* Given entries

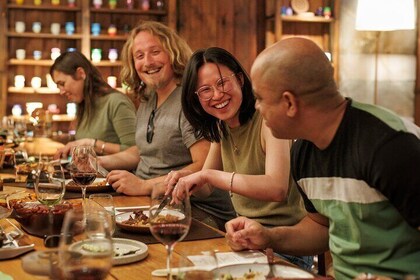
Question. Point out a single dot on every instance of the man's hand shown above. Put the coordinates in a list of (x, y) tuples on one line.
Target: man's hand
[(243, 233)]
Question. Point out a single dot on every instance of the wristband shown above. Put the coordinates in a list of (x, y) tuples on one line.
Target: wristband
[(103, 148), (231, 183)]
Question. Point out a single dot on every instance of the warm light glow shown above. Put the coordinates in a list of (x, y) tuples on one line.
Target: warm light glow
[(385, 15)]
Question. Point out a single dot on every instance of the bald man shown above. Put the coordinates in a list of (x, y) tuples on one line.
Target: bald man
[(356, 166)]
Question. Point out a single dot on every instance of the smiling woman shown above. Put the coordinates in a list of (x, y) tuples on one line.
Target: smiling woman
[(81, 82)]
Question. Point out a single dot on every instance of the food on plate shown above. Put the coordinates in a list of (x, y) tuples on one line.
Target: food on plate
[(34, 217), (8, 200), (251, 275), (96, 184), (167, 218), (138, 219)]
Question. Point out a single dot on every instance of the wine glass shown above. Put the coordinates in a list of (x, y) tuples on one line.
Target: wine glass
[(169, 224), (49, 184), (85, 249), (105, 201), (83, 167)]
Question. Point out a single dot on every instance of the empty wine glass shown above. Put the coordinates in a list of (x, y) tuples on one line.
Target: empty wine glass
[(85, 250), (83, 167), (169, 222)]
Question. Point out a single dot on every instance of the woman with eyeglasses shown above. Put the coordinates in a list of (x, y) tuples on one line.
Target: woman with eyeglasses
[(106, 118), (244, 158), (154, 58)]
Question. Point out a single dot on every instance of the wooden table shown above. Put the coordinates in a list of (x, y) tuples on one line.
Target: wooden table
[(139, 270)]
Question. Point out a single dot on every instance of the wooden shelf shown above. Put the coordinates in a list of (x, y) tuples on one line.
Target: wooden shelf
[(44, 35), (107, 63), (297, 18), (109, 37), (83, 15), (31, 62), (129, 11), (45, 7), (29, 90)]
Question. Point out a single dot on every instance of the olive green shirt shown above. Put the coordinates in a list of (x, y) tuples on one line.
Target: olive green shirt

* Stated goal
Turn all of the lines above into a numbered list, skipping any blank lines and leaving out the picture.

* Solution for this problem
1. Question. Point out a single dot on every instance of the man's hand shown above. Put the coordinates in a list of (x, y) tuples on one line.
2. Target: man's hand
3. [(243, 233)]
4. Question. Point out a single dot on every instance of the wristband shown above. Put the coordinates in a list of (x, y) tuples on one line.
5. Target: wristband
6. [(103, 148), (231, 183)]
7. Question. Point out a single dot on every instance of the warm light glow shown above. Put the coordinates in a list of (x, y) tuples on one line.
8. Target: warm light glow
9. [(385, 15)]
10. Question. Point out a single dot on every instance of the bald man shown above. Put the coordinates in a list of (x, y) tuples on one line.
11. Target: bald man
12. [(356, 166)]
13. Question. Point out a single dot on every instance of the smiling woman shown above. Put the coordinates in a list of (x, y) tuples on one line.
14. Target: smiling woman
15. [(81, 82)]
16. Question. Point out a single dot on every instance of the food on plate shown above. Put the coordinates in a list of (x, y) tuples on one line.
17. Target: food on plate
18. [(34, 217), (8, 200), (251, 275), (96, 184), (167, 218), (138, 219)]
19. Question. Point out a single dot on every instance of the wine glass shown above. Put the coordinates in a list of (x, y) tuples on one line.
20. Target: wine glass
21. [(169, 224), (49, 184), (85, 249), (105, 201), (83, 167)]
22. Question. Point out a single dot on every instance of the empty wine glass shown above. Put the coordinates in a list of (x, y) tuples on one line.
23. Target: empty wine glass
24. [(85, 250), (83, 167), (169, 222)]
25. Question. Point out a single dot on every instance of the woman with eyeglasses shown above. Put the coordinates in a list of (x, y) tuples on one line.
26. Target: woman with eyeglasses
27. [(106, 118), (244, 158), (154, 58)]
28. Question. Point out a single dot on every instance of the wooden table shown above. Put the coordinates in a list of (x, y) tuples on one line.
29. Target: wooden table
30. [(139, 270)]
31. Question. Point out a single dot on every instance of the wooden shelf shown above. Put the coordinates in a list of (x, y) tuples on one line.
32. Target: wooden shelf
33. [(44, 35), (107, 63), (297, 18), (109, 37), (83, 15), (31, 62), (129, 11), (45, 7), (29, 90)]
34. Question. Point out a single dot on every instance of the olive green shirt shown above. Put the coordinates in a list of (x, y) tuples on one line.
35. Target: olive green shirt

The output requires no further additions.